# [Tasks to perform]
1. In the passage on firsthand experience below, which words describe the firsthand experience that is there for us all to have? List every one.
2. From the passage on firsthand experience below, reproduce the stretch from "Firsthand experience relies" through "this creative process.".

# [Excerpt to read]
------------
Blessing for me! And yet this is the kind of blessing that is too big for me to keep to myself, and the same is true for you. There shall not be room enough to receive it. That implies that it is overflowing—not just for me. It is for the world in which I live. My cup overflows, as the Shepherd’s Psalm says. Blessing overflows from the substance of heaven when we participate in this process. Substance ascends into the portal, and power descends out of the portal into our life experience.
How do we participate in this? The only way is on a firsthand basis. We have to know it for ourselves. We have to take seriously something that is happening in our human experience that we have perhaps been ignoring. And becoming consciously aware of it, we have the opportunity to play a deliberate part in what is transpiring.
It is no substitute for firsthand experience to believe in heaven, or in what I am saying. And still, what somebody else shares can stimulate our own firsthand experience.
There is a firsthand experience for us all to have that is real, profound, and exquisitely loving. I could search for other adjectives to try to capture the wonder of it, but I will stop there.
Firsthand experience relies on our trust and faith in what we sense and know for ourselves. It requires that we suspend what the institutions of our culture have told us about what reality is, long enough to allow ourselves to participate in this creative process.
And what are the steps that are part of our conscious participation?
------------
[Data drawn from a collection]
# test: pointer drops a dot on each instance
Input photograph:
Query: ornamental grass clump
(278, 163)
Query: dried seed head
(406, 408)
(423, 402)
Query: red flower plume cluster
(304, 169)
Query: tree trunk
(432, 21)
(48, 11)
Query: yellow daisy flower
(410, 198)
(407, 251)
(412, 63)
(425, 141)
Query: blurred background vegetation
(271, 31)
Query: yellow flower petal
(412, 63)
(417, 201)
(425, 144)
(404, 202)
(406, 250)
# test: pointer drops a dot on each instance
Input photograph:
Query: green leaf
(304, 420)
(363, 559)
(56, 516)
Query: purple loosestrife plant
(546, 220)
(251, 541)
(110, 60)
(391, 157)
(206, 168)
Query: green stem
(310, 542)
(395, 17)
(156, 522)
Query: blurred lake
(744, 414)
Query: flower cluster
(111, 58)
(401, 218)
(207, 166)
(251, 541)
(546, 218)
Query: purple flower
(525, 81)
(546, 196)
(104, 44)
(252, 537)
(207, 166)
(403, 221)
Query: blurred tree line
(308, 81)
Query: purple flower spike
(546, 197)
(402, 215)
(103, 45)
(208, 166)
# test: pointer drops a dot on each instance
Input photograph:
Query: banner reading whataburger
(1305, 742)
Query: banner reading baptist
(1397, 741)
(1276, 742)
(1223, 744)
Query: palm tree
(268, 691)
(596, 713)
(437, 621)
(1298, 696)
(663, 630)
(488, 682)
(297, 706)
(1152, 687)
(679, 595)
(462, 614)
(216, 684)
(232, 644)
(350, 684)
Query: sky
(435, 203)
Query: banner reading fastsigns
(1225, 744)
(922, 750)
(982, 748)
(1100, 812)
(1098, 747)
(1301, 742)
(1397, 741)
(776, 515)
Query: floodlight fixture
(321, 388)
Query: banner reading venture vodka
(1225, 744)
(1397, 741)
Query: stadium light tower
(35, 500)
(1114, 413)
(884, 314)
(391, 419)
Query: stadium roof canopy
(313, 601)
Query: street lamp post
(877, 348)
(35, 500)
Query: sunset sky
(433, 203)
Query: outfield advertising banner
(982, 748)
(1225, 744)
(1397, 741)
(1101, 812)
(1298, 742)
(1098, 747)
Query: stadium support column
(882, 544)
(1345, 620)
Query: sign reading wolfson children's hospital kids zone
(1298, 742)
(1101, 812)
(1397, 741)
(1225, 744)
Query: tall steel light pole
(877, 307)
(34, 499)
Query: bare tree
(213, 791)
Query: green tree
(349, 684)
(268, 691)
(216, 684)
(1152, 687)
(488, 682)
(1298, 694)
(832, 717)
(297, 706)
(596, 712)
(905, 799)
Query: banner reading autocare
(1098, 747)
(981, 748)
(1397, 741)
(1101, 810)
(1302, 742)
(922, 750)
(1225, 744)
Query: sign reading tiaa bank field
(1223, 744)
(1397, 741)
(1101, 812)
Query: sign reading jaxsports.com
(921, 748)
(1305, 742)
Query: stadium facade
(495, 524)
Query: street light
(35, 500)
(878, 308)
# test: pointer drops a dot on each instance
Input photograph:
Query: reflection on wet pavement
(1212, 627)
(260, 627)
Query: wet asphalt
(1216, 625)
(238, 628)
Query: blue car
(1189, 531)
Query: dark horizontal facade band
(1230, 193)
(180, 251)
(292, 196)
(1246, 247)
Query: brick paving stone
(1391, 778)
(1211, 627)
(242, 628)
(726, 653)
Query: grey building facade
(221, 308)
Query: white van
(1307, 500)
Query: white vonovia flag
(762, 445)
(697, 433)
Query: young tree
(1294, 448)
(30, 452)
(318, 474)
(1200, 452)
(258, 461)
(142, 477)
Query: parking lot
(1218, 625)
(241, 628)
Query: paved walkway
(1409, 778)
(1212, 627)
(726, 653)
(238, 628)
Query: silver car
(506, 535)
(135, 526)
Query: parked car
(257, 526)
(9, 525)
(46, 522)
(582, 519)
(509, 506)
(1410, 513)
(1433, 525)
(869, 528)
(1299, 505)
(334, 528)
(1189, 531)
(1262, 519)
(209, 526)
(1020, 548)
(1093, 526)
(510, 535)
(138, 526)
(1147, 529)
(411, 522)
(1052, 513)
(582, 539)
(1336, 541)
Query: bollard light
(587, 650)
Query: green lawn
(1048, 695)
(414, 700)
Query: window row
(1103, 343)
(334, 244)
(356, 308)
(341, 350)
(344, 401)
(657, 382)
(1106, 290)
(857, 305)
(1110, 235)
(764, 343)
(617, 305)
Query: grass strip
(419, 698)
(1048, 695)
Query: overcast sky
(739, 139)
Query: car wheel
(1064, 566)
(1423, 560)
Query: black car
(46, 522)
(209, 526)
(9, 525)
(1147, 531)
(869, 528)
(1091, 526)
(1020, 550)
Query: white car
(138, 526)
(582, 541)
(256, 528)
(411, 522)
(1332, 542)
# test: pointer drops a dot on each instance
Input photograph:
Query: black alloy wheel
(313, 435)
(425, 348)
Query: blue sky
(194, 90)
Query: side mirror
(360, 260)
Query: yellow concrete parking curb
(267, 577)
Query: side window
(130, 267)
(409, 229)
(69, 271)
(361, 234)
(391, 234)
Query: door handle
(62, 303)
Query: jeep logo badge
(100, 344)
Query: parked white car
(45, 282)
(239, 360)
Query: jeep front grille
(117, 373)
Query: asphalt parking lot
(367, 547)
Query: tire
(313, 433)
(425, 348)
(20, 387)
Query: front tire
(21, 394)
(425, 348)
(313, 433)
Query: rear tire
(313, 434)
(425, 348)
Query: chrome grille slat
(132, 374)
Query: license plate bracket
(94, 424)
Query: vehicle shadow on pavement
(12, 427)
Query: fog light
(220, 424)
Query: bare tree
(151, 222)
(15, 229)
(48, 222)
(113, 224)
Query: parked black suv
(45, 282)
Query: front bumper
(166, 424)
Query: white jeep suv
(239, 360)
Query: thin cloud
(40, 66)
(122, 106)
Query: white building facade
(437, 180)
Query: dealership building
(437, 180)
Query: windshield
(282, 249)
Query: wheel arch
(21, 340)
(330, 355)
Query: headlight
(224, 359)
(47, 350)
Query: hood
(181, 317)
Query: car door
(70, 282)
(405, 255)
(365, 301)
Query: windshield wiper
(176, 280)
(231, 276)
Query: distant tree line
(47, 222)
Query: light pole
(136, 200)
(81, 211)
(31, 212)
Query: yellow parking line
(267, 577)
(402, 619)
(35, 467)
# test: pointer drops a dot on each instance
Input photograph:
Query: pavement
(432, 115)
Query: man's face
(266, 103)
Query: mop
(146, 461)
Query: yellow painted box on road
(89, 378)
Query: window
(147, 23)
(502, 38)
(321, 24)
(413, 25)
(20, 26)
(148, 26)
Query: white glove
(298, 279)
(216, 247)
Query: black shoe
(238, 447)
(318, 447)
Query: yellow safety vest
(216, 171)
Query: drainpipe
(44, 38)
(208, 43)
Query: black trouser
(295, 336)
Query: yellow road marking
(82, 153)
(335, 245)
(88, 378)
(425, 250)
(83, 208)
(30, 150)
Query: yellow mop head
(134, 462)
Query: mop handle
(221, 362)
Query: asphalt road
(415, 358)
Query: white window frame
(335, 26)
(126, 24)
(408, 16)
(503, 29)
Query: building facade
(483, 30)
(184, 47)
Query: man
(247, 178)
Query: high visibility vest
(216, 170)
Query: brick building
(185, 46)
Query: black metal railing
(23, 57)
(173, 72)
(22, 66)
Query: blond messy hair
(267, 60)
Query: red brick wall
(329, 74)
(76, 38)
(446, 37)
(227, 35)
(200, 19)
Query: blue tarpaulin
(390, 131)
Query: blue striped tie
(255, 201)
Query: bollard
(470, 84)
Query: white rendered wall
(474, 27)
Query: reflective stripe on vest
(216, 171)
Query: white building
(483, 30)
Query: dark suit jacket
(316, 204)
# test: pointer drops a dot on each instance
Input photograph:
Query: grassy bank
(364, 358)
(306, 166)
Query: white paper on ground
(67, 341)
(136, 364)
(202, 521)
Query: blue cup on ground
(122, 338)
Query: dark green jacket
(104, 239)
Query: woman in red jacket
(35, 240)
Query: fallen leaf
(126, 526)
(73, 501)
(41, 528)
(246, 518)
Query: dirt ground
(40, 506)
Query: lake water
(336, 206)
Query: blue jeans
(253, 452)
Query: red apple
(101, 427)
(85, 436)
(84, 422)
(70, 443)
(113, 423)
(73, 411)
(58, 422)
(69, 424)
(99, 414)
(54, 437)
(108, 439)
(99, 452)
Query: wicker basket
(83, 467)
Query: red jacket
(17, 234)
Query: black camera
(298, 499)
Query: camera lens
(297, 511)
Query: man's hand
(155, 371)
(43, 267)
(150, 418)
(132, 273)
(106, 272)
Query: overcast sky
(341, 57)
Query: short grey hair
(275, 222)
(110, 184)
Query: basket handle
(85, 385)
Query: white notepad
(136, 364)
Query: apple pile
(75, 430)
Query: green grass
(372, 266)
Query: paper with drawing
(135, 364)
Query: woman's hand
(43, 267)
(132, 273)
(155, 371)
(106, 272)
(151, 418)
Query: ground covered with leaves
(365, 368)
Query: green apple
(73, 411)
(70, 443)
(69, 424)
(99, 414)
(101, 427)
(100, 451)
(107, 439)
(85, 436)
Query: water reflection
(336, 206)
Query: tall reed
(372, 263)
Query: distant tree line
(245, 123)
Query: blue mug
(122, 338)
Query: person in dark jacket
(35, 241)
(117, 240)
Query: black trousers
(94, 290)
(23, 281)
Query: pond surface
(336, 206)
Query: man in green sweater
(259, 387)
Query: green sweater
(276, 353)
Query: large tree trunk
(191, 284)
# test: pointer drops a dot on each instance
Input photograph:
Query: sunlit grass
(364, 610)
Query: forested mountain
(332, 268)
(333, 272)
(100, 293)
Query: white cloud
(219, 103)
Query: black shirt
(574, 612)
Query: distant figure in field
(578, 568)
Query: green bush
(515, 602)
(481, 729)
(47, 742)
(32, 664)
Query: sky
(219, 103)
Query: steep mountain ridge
------------
# [Answers by item number]
1. real, profound, exquisitely loving

2.
Firsthand experience relies on our trust and faith in what we sense and know for ourselves. It requires that we suspend what the institutions of our culture have told us about what reality is, long enough to allow ourselves to participate in this creative process.